→ EXCERPTED TEXT:
====

After notification of an emergency case, a neuroradiologist made a data call, logged into the server and viewed each of the 21 patient cases. 20 of these were head scans and one was a sinus scan. All the images in a series were transmitted. The distribution of diagnoses was: infarction 11, atrophy 2, hemorrhage 4, aneurysm 1, infection 1 and tumour 2 cases. Image transmission times were recorded. The neuroradiologist rated images for quality and gave a radiology report. The original films were then read for comparison.

Results

Image transmission to the terminal took on the average one min per image. In one of the cases the image quality was good enough for "final report" and in 20 cases the quality was suitable for "preliminary report". No case was in category "not suitable for diagnosis". The report given from the images was identical with final report in 18 cases (86%) and not identical in 3 cases (14%). The differences were: 1) a possible density loss at nucleus lentiformis was not seen, 2) a small lacuna infarction at the right capsula interna region was not found, 3) a pineal cyst was not found.

====

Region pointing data
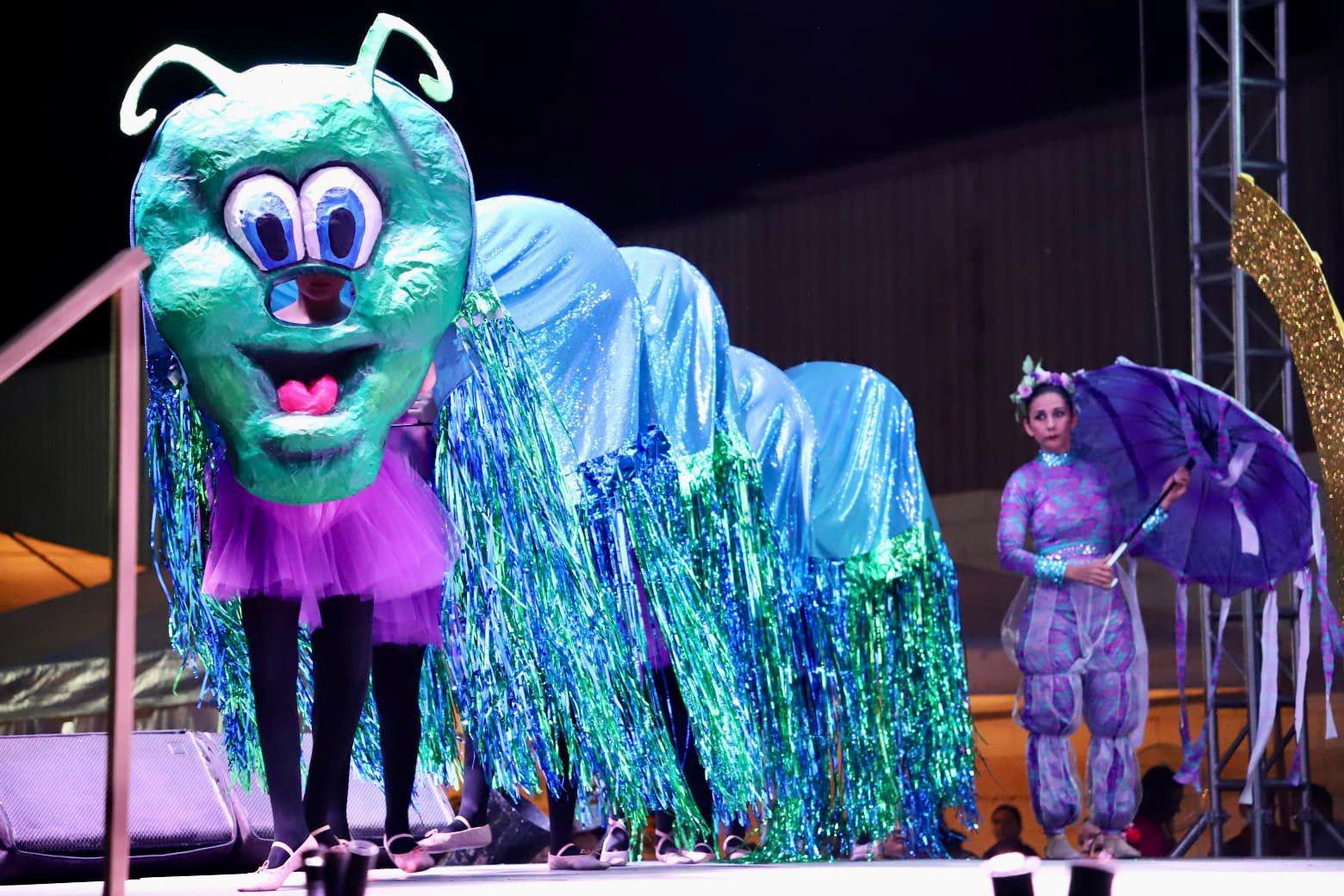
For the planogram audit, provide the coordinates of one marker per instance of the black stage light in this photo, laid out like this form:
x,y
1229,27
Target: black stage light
x,y
360,857
314,869
1011,874
1090,879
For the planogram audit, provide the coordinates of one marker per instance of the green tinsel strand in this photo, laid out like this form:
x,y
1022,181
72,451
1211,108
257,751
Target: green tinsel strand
x,y
691,624
917,698
766,617
540,667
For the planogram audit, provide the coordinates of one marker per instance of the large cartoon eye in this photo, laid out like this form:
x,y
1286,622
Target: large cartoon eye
x,y
262,218
342,216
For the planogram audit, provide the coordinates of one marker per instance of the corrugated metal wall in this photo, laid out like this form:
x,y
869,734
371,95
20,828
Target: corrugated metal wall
x,y
943,268
54,458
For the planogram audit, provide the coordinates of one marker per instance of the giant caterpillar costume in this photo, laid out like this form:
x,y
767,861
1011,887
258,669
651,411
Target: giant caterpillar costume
x,y
340,175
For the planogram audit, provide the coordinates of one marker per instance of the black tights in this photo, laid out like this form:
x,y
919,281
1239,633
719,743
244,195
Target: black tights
x,y
679,725
396,676
476,787
342,656
561,806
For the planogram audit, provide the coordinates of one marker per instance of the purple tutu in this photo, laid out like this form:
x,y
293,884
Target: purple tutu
x,y
393,544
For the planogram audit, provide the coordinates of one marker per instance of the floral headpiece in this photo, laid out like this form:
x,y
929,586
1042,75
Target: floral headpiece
x,y
1034,375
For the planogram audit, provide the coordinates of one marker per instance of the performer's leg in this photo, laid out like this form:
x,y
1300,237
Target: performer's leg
x,y
271,631
683,740
562,804
476,789
1048,655
1113,708
396,679
342,656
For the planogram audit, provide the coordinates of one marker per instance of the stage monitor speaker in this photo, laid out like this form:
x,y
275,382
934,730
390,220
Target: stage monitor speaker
x,y
53,789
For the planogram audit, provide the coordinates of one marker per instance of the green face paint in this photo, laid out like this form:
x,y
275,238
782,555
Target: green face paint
x,y
311,231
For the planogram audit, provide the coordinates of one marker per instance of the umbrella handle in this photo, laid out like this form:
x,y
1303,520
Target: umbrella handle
x,y
1115,557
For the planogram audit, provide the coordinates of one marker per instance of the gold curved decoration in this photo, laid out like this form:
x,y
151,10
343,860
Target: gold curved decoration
x,y
1269,246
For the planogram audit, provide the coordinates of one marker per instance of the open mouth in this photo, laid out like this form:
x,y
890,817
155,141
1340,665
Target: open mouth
x,y
311,382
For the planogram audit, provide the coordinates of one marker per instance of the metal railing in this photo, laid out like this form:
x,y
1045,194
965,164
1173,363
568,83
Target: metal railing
x,y
119,283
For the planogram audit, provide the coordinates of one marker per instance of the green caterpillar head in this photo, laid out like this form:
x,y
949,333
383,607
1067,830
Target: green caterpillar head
x,y
311,234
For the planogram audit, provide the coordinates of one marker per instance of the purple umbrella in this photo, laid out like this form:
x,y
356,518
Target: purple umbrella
x,y
1246,520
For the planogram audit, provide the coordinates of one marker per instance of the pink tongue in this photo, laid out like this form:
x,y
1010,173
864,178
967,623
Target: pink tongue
x,y
319,398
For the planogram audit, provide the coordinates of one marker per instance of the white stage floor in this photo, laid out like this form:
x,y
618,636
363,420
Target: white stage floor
x,y
1183,877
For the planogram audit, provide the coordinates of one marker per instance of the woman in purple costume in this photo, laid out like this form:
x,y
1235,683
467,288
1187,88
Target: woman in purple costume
x,y
1075,636
364,576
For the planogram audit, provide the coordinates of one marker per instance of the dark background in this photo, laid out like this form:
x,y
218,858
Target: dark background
x,y
632,113
933,191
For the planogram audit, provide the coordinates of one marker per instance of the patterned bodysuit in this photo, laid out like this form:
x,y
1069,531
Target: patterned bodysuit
x,y
1078,646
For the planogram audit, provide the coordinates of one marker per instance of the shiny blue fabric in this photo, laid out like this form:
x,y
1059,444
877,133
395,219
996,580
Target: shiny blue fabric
x,y
870,487
782,435
686,350
573,297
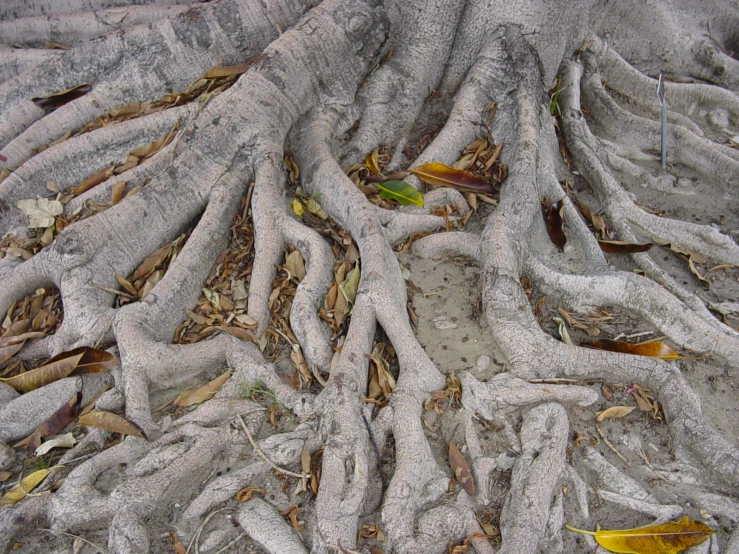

====

→ TASKS:
a. For each statement, say yes or no as to whether it agrees with the study text, and quote the deciding words: (i) One of the 21 patient cases was a sinus scan. (ii) Hemorrhage was the most frequent diagnosis. (iii) On average, transmitting an image to the terminal took about one minute.
b. Reproduce verbatim the passage of the study text starting at "After notification of" and ending at "read for comparison.".

→ LIST OF ANSWERS:
a.
(i) Yes: "20 of these were head scans and one was a sinus scan."
(ii) No: "infarction 11, atrophy 2, hemorrhage 4"
(iii) Yes: "Image transmission to the terminal took on the average one min per image."

b.
After notification of an emergency case, a neuroradiologist made a data call, logged into the server and viewed each of the 21 patient cases. 20 of these were head scans and one was a sinus scan. All the images in a series were transmitted. The distribution of diagnoses was: infarction 11, atrophy 2, hemorrhage 4, aneurysm 1, infection 1 and tumour 2 cases. Image transmission times were recorded. The neuroradiologist rated images for quality and gave a radiology report. The original films were then read for comparison.